BEGIN Data for review
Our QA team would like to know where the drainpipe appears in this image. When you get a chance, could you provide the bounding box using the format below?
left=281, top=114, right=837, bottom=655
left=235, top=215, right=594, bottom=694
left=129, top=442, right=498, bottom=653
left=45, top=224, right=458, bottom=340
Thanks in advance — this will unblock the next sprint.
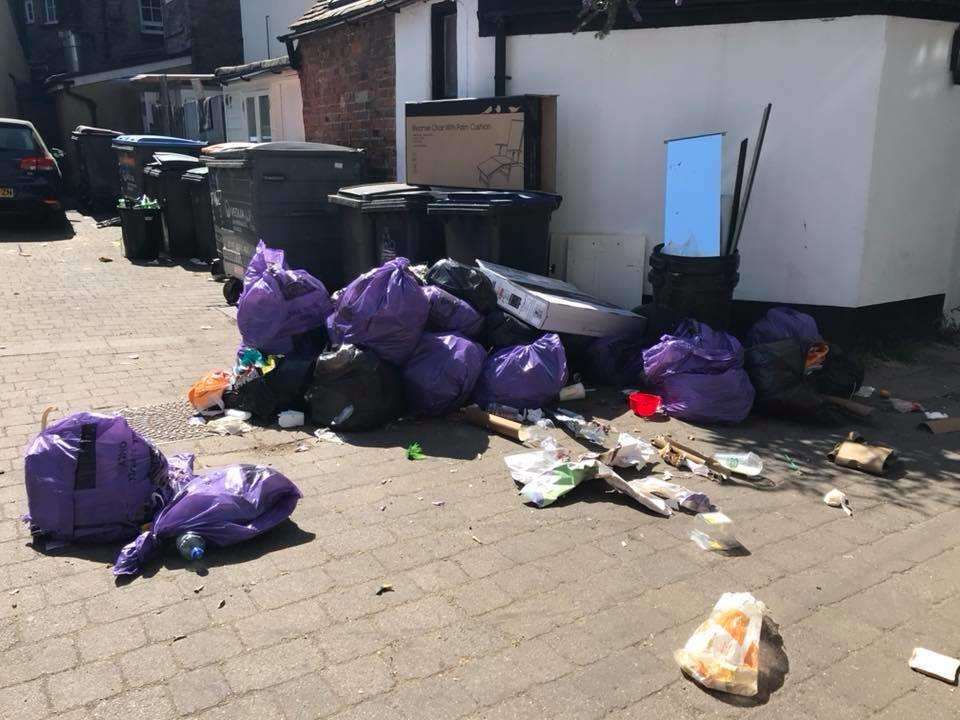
left=283, top=37, right=300, bottom=70
left=494, top=18, right=508, bottom=96
left=62, top=82, right=99, bottom=127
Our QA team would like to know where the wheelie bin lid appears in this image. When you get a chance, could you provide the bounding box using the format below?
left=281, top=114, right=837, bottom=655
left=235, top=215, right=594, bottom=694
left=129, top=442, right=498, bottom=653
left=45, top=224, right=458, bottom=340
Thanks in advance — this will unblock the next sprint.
left=427, top=190, right=562, bottom=215
left=112, top=135, right=207, bottom=150
left=181, top=166, right=209, bottom=182
left=328, top=182, right=441, bottom=210
left=144, top=153, right=203, bottom=175
left=72, top=125, right=122, bottom=138
left=205, top=141, right=364, bottom=160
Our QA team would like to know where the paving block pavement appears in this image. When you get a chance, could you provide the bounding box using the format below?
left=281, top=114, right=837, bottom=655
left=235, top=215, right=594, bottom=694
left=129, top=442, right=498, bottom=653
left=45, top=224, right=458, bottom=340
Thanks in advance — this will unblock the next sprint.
left=1, top=212, right=960, bottom=717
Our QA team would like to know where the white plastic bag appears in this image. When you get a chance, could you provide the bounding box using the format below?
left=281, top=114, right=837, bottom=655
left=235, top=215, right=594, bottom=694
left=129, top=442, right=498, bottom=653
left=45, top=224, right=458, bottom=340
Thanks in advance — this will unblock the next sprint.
left=675, top=592, right=767, bottom=696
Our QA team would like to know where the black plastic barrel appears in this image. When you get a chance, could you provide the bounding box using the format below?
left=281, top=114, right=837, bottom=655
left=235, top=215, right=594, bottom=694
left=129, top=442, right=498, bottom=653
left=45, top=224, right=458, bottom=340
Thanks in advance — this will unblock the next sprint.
left=119, top=207, right=163, bottom=261
left=427, top=190, right=562, bottom=275
left=648, top=243, right=740, bottom=330
left=143, top=153, right=203, bottom=258
left=181, top=167, right=217, bottom=262
left=70, top=126, right=122, bottom=209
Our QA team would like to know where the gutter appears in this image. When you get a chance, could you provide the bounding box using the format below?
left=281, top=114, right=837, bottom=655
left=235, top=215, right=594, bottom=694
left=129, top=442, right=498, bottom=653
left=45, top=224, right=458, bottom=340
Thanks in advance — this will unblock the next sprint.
left=279, top=0, right=414, bottom=43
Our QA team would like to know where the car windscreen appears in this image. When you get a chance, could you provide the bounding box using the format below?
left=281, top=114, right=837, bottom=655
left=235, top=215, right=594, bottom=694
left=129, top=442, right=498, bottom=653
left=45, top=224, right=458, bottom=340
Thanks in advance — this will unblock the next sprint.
left=0, top=126, right=39, bottom=155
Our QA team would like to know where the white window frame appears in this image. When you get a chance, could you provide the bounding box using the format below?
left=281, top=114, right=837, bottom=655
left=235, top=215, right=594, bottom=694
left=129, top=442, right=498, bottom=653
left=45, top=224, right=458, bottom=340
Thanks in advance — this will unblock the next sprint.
left=139, top=0, right=164, bottom=35
left=245, top=93, right=272, bottom=143
left=42, top=0, right=57, bottom=25
left=24, top=0, right=35, bottom=24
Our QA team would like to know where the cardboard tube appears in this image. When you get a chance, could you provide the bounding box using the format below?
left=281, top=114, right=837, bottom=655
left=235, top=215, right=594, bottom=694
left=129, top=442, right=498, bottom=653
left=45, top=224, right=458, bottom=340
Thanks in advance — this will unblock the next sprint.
left=461, top=406, right=524, bottom=443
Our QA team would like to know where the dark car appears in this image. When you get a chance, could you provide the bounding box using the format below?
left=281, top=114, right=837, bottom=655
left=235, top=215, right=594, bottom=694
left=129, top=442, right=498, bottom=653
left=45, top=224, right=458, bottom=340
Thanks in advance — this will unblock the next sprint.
left=0, top=118, right=64, bottom=218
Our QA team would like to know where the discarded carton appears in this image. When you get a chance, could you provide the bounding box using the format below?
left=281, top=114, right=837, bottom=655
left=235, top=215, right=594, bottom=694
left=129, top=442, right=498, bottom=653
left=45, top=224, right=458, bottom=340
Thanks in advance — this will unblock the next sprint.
left=919, top=417, right=960, bottom=434
left=827, top=432, right=895, bottom=476
left=476, top=260, right=647, bottom=338
left=909, top=647, right=960, bottom=685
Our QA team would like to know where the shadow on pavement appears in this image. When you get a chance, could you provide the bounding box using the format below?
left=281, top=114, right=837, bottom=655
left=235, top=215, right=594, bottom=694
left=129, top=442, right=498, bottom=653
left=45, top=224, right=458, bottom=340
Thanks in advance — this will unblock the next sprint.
left=0, top=212, right=76, bottom=242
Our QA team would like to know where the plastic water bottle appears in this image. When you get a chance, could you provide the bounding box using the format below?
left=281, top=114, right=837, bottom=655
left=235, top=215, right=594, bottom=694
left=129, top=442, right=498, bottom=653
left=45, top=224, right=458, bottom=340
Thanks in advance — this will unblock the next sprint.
left=690, top=512, right=740, bottom=551
left=176, top=532, right=206, bottom=562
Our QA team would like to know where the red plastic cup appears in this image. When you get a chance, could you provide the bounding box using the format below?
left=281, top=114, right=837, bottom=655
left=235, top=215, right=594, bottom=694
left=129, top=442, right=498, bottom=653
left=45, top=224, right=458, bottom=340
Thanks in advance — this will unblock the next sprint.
left=628, top=392, right=662, bottom=418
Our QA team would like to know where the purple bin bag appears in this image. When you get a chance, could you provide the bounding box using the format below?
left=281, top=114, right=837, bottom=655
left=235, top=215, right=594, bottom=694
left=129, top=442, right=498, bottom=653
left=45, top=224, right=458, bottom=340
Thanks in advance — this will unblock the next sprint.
left=642, top=320, right=754, bottom=424
left=403, top=333, right=487, bottom=416
left=113, top=454, right=302, bottom=576
left=746, top=307, right=821, bottom=347
left=242, top=240, right=285, bottom=294
left=585, top=331, right=647, bottom=387
left=328, top=257, right=429, bottom=365
left=472, top=333, right=568, bottom=410
left=23, top=412, right=169, bottom=545
left=423, top=285, right=484, bottom=337
left=237, top=243, right=333, bottom=355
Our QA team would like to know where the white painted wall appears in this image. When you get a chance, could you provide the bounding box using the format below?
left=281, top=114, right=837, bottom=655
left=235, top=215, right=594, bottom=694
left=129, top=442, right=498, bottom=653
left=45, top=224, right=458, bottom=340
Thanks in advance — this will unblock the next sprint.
left=242, top=0, right=313, bottom=63
left=395, top=7, right=960, bottom=311
left=223, top=70, right=305, bottom=142
left=861, top=18, right=960, bottom=309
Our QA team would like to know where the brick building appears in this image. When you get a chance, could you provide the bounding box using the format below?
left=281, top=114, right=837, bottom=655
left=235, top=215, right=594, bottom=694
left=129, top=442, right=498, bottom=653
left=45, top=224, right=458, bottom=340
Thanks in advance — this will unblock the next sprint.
left=283, top=1, right=413, bottom=179
left=8, top=0, right=242, bottom=155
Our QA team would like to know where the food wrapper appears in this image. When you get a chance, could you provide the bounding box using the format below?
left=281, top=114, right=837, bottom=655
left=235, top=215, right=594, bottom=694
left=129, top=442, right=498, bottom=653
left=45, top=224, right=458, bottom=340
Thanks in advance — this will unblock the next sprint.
left=675, top=592, right=767, bottom=696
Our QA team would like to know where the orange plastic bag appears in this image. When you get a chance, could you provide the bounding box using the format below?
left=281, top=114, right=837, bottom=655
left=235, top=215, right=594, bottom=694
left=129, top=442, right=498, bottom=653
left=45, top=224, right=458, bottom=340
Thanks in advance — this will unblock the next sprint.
left=675, top=592, right=766, bottom=696
left=188, top=371, right=232, bottom=412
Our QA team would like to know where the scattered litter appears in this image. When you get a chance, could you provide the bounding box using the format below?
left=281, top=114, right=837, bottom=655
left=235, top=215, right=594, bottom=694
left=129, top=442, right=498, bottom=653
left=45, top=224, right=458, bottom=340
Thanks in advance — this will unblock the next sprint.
left=855, top=386, right=875, bottom=398
left=294, top=443, right=309, bottom=453
left=225, top=409, right=252, bottom=421
left=193, top=585, right=204, bottom=594
left=924, top=411, right=949, bottom=421
left=675, top=592, right=767, bottom=696
left=558, top=382, right=587, bottom=401
left=376, top=583, right=394, bottom=596
left=200, top=325, right=213, bottom=330
left=205, top=416, right=253, bottom=436
left=909, top=647, right=960, bottom=685
left=17, top=245, right=30, bottom=257
left=217, top=599, right=226, bottom=609
left=314, top=429, right=345, bottom=445
left=173, top=634, right=187, bottom=642
left=782, top=453, right=801, bottom=472
left=549, top=407, right=609, bottom=448
left=188, top=371, right=232, bottom=413
left=919, top=417, right=960, bottom=434
left=379, top=505, right=386, bottom=512
left=628, top=392, right=663, bottom=418
left=189, top=258, right=209, bottom=266
left=188, top=416, right=206, bottom=427
left=823, top=488, right=853, bottom=517
left=621, top=540, right=628, bottom=547
left=597, top=433, right=658, bottom=469
left=690, top=512, right=741, bottom=551
left=890, top=398, right=923, bottom=413
left=828, top=432, right=896, bottom=476
left=713, top=452, right=763, bottom=477
left=632, top=476, right=712, bottom=514
left=472, top=535, right=483, bottom=544
left=406, top=443, right=427, bottom=461
left=432, top=500, right=445, bottom=507
left=98, top=256, right=113, bottom=263
left=127, top=354, right=140, bottom=360
left=277, top=410, right=305, bottom=428
left=652, top=436, right=729, bottom=483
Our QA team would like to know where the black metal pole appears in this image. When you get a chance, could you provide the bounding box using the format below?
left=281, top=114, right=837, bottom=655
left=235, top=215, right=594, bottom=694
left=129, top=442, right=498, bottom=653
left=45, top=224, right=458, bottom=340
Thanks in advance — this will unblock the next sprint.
left=494, top=18, right=507, bottom=96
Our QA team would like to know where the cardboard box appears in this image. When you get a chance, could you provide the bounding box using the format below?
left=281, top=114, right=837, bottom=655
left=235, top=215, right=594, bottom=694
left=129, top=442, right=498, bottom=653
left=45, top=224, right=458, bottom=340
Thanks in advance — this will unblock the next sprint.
left=405, top=95, right=557, bottom=192
left=476, top=260, right=647, bottom=338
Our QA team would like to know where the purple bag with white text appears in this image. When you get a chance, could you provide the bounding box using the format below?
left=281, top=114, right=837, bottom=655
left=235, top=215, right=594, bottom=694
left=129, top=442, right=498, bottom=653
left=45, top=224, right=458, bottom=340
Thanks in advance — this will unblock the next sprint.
left=24, top=413, right=169, bottom=545
left=423, top=285, right=484, bottom=337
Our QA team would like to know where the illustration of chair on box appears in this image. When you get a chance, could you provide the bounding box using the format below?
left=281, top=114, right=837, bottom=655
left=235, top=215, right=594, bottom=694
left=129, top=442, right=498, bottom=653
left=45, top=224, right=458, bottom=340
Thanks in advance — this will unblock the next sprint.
left=477, top=118, right=525, bottom=187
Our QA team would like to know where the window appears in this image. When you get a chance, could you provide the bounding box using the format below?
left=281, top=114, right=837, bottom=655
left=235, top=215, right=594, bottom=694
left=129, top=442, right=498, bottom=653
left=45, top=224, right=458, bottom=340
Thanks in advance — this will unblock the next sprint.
left=23, top=0, right=34, bottom=24
left=245, top=94, right=272, bottom=142
left=42, top=0, right=57, bottom=24
left=431, top=1, right=457, bottom=99
left=140, top=0, right=164, bottom=34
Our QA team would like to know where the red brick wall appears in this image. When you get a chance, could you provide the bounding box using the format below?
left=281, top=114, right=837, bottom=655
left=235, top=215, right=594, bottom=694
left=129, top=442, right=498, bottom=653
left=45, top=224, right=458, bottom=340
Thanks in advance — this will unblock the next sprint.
left=298, top=13, right=397, bottom=180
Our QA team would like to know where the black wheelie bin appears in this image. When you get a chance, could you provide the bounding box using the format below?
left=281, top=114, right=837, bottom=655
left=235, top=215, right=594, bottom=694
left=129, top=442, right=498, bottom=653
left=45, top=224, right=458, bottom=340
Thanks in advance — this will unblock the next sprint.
left=71, top=125, right=122, bottom=209
left=143, top=153, right=203, bottom=258
left=112, top=135, right=206, bottom=200
left=203, top=142, right=367, bottom=302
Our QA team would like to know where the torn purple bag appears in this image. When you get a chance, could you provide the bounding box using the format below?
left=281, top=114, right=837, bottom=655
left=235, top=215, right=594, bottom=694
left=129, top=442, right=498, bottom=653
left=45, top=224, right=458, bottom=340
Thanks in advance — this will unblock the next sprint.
left=113, top=454, right=302, bottom=576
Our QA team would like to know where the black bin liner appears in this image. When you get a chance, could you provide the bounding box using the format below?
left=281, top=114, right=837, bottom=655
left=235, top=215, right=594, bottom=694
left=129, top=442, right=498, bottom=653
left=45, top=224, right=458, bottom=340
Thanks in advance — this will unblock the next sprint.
left=425, top=259, right=497, bottom=315
left=224, top=356, right=315, bottom=422
left=305, top=345, right=404, bottom=431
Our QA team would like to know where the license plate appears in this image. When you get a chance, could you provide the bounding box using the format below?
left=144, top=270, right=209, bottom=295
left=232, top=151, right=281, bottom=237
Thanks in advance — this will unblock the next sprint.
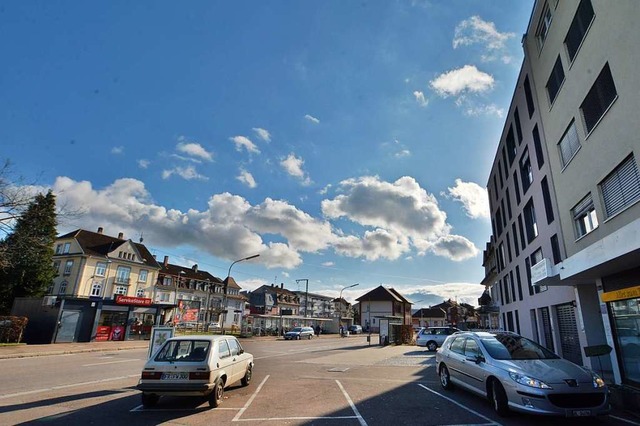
END Data for review
● Task to carry out
If a line above contains the word "cardboard", it counts; state how many lines count, and nothing more.

● Exercise answer
2